◆ Tarea ◆
En el texto «La confianza está rota», ¿quién llama al hombre sin nombre cuando lo pilla la lluvia?

◆ Fragmento del texto ◆
+ + + + + + +
Alto y claro
José Antonio Carrizosa
La confianza está rota
El hombre sin nombre sale despacio. No tiene prisa. No va a ninguna parte. Esquiva, titubeante, el último escalón del portal y hurga, con manos inquietas, entre los papeles que acumula en el bolsillo del pantalón hasta tocar el metal de sus viejas llaves. Entonces respira, aliviado, dejando que la pesada puerta metálica se cierre a su paso con un golpe seco y vibrante. Echa a andar calle arriba. A menudo no recuerda a dónde va, y esas veces se asusta un poco, no ya porque no se acuerde, sino porque de repente se da cuenta de que no sabe nada. No sabe por qué se asusta, no sabe qué quiere hacer ni qué necesita, no sabe dónde está, a dónde va... Ni siquiera sabe quién es, y eso, digo yo, asustaría a cualquiera. Así que no pasea: deambula. Anda, por hacer algo, con la esperanza de que andando todo se despeje un poco. Hace frío, pero él ni lo siente. No nota cómo le cala los huesos y le aprieta los músculos, contrayéndolos hasta que lo encogen. Tiene suerte y la lluvia le pilla pasando por el puesto del lotero, que como lo conoce de siempre, lo llama con vehemencia:
-¡Oiga! -grita-. Véngase usted pacá, hombre, que se va a calar.
+ + + + + + +
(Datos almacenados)
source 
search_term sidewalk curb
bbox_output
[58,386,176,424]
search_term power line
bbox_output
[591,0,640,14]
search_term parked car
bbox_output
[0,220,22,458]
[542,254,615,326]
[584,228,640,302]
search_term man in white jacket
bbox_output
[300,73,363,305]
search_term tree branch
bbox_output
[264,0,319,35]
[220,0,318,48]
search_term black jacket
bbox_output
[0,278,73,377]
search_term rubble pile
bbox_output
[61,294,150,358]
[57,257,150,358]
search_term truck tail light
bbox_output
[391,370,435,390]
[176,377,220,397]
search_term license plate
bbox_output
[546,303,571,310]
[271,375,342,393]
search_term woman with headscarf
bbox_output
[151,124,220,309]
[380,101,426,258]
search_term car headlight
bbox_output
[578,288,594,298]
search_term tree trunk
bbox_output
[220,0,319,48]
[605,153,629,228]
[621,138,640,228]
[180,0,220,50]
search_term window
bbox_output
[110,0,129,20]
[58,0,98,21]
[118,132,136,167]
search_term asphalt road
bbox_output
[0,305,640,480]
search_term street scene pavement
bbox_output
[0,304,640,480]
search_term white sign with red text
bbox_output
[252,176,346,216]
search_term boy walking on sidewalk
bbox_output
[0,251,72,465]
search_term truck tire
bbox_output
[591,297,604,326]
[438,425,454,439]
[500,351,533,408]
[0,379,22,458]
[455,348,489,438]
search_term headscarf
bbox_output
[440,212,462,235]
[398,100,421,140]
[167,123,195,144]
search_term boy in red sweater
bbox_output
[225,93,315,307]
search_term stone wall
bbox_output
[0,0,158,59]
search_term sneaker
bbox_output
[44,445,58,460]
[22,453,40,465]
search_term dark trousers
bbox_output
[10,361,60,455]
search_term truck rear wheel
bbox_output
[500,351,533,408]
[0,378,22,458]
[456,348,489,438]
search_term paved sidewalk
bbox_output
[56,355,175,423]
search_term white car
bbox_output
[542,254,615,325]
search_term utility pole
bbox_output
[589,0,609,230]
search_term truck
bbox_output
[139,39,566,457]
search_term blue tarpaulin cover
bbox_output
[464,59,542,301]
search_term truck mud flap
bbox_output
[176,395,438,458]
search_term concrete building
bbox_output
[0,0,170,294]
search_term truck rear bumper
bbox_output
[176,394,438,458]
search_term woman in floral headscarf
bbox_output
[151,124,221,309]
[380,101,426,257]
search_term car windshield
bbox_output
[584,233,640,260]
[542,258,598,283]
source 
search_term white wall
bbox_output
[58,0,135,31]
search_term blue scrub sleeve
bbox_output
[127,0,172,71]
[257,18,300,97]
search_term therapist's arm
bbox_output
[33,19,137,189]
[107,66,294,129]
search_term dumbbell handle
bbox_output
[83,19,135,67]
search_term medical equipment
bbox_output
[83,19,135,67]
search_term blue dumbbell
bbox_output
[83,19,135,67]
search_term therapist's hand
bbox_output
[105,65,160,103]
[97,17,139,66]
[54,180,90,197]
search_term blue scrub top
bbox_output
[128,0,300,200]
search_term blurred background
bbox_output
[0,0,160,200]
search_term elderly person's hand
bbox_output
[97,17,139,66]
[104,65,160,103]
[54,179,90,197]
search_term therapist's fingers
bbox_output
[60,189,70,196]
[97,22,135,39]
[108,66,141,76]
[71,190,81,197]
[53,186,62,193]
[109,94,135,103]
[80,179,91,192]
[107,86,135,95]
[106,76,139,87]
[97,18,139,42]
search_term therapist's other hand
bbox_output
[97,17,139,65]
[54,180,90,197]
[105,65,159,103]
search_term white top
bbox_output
+ + + + + + +
◆ Respuesta ◆
El lotero, que lo conoce de siempre.